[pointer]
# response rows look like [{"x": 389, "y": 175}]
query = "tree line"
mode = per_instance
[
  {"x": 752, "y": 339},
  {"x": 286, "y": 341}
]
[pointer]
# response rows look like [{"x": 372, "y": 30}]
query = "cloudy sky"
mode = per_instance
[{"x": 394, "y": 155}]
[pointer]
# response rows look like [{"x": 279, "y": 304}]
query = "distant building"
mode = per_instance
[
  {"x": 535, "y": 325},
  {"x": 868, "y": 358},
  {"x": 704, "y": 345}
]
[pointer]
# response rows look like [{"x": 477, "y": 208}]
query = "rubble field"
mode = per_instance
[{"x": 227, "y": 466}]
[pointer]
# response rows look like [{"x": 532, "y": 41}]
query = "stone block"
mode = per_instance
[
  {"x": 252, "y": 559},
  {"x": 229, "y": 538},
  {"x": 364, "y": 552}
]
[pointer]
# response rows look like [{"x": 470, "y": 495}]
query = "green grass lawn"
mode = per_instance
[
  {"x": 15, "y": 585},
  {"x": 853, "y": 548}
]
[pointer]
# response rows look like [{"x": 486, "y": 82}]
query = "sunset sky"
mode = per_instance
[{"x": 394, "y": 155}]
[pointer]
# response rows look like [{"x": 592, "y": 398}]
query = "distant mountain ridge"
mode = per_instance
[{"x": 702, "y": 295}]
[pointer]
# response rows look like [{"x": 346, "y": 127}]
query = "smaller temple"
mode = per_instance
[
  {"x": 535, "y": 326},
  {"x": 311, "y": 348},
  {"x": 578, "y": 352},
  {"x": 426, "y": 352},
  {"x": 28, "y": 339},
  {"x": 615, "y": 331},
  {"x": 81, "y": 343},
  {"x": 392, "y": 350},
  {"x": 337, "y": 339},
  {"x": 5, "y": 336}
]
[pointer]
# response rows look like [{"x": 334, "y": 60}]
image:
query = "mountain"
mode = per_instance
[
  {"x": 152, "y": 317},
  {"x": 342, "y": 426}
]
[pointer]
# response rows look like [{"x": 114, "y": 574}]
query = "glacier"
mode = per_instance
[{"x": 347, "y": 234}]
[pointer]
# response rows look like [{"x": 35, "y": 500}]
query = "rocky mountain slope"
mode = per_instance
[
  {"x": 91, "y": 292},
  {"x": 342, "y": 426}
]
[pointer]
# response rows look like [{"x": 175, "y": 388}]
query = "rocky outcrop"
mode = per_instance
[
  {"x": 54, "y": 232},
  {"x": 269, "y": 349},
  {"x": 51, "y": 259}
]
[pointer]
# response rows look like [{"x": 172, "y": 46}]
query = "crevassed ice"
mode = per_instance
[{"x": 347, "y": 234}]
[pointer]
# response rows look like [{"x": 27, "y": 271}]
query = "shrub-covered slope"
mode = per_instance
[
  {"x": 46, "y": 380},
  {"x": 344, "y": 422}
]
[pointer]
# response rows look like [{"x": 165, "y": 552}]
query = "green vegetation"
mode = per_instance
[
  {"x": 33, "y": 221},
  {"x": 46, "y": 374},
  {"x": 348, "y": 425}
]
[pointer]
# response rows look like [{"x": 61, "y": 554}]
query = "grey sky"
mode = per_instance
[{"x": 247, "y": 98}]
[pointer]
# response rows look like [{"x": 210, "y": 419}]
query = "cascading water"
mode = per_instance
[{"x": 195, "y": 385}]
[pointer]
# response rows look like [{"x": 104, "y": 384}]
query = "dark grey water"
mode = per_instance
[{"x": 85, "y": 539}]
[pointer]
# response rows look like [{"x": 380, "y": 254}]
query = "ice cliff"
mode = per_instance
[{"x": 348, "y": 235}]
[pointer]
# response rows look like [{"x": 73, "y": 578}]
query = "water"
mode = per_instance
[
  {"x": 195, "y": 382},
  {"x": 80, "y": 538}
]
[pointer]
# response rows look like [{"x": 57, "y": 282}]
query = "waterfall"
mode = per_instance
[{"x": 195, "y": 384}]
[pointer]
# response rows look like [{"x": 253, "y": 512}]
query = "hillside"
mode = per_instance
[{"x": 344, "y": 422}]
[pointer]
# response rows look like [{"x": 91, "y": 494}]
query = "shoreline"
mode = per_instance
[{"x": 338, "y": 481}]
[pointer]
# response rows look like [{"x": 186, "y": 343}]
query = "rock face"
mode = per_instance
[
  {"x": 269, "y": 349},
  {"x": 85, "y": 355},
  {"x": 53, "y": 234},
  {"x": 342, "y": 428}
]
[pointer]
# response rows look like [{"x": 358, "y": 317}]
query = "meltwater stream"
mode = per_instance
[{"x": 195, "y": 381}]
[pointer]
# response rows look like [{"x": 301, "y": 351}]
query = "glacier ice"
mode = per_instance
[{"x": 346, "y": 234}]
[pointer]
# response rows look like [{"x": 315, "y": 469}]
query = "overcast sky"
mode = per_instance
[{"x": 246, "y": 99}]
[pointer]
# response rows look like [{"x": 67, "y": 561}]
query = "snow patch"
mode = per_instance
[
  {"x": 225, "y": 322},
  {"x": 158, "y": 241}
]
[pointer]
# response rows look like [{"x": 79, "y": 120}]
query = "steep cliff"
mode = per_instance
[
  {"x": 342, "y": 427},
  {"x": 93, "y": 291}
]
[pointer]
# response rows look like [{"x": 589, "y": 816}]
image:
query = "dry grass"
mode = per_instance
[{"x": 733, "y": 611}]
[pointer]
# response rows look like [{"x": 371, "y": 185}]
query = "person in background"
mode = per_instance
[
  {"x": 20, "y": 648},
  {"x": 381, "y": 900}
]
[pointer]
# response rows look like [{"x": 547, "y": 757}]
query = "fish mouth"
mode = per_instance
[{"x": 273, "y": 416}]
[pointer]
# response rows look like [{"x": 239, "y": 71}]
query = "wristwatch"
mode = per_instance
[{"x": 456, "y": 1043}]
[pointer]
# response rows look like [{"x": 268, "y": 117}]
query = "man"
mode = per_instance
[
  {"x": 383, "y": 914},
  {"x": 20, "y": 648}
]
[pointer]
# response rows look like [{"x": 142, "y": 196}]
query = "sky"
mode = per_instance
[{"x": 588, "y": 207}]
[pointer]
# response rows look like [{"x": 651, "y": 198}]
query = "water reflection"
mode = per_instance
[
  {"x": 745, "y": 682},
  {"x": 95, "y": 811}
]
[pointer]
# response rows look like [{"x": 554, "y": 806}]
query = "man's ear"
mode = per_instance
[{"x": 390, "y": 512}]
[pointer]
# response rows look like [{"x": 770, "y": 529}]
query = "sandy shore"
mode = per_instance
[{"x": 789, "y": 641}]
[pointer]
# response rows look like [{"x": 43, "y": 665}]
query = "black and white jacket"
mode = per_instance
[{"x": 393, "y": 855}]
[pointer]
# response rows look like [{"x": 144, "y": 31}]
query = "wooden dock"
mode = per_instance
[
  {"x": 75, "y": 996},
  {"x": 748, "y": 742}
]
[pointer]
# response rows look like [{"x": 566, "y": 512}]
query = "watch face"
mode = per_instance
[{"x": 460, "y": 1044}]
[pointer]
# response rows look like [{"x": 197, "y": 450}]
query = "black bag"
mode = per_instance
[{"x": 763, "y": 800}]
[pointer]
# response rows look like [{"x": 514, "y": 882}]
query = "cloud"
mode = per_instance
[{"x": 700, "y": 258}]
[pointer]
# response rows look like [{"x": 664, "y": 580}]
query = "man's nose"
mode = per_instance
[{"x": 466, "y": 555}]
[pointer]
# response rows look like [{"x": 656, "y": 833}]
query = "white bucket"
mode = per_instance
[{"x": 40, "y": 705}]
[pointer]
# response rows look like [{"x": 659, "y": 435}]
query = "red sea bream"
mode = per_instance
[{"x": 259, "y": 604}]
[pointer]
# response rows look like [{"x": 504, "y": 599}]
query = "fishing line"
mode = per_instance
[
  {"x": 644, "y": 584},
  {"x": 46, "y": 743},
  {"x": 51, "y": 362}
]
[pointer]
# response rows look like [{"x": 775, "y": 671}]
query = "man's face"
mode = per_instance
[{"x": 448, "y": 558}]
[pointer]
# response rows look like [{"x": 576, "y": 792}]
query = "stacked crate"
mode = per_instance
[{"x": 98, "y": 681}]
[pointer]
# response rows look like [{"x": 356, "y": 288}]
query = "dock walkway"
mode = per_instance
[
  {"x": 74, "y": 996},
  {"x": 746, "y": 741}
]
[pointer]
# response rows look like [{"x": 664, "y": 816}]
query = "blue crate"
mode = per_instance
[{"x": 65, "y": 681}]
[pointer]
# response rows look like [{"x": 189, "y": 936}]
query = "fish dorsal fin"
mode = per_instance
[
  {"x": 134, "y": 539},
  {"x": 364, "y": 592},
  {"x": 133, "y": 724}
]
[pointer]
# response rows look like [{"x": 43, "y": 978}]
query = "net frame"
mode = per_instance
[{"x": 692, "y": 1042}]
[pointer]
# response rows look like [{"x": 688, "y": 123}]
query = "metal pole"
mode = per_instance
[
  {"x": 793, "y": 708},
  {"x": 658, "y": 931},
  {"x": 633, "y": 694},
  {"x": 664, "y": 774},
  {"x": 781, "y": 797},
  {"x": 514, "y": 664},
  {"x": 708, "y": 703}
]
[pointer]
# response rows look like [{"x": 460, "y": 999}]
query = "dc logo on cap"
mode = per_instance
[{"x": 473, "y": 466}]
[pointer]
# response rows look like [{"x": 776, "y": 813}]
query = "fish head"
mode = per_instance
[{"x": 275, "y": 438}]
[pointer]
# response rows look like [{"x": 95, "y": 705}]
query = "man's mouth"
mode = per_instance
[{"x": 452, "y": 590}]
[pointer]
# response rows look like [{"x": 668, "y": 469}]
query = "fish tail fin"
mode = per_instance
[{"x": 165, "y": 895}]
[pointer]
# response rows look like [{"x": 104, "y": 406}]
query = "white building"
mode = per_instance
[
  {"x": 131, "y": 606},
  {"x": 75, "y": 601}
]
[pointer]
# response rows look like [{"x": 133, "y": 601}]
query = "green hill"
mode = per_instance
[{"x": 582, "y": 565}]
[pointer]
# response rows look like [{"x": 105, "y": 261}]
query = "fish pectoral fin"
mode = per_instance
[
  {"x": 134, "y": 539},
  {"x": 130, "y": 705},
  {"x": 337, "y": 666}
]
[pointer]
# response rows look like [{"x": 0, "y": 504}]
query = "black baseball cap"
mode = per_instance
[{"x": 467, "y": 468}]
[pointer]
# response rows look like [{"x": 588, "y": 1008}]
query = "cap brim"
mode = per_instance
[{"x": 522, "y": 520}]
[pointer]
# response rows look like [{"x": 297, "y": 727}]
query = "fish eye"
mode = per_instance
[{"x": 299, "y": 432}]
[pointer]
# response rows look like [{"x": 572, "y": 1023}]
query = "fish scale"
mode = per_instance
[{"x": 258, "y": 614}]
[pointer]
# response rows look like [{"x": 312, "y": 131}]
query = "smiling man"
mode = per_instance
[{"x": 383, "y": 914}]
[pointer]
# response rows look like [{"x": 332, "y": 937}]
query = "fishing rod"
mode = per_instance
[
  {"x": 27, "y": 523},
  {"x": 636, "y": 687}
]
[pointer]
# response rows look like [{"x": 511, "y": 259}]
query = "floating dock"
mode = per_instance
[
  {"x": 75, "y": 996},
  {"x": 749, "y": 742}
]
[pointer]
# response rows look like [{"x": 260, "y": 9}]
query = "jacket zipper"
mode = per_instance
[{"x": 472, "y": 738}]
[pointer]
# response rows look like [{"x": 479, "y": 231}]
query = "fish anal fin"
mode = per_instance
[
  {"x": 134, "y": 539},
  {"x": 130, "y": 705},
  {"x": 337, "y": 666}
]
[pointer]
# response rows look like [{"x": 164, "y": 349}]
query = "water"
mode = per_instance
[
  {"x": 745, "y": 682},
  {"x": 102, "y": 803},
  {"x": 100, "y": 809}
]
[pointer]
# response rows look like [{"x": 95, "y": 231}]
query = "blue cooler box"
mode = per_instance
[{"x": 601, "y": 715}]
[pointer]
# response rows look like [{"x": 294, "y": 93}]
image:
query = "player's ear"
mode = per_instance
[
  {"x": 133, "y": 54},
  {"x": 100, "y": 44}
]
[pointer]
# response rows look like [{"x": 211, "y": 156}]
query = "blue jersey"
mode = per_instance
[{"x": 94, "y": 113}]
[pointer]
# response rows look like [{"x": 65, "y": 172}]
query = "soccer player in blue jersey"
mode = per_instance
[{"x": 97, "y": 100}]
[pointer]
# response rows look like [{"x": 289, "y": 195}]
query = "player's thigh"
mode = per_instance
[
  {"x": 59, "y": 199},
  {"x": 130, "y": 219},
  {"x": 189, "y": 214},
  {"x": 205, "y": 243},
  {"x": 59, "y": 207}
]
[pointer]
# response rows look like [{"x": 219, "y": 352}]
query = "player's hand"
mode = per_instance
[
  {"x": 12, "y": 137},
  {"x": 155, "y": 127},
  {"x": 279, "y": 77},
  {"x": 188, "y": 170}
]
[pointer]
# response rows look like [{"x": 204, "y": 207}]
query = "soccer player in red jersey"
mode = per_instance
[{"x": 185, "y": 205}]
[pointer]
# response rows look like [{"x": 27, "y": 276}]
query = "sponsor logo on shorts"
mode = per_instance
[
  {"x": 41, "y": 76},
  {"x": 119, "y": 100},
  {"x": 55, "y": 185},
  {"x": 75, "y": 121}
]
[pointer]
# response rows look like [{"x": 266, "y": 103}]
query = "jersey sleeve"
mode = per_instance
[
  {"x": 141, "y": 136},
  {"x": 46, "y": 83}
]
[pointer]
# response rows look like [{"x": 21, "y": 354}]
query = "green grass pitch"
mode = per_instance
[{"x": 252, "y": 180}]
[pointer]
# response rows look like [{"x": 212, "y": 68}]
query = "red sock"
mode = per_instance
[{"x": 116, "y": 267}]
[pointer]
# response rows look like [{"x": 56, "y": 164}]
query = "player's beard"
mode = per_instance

## AIM OF THE TASK
Pull out every line of the material above that contains the word "face", and copy each one. Case counts.

## EXERCISE SOLUTION
query = "rock face"
query = "watch face"
query = "man's face"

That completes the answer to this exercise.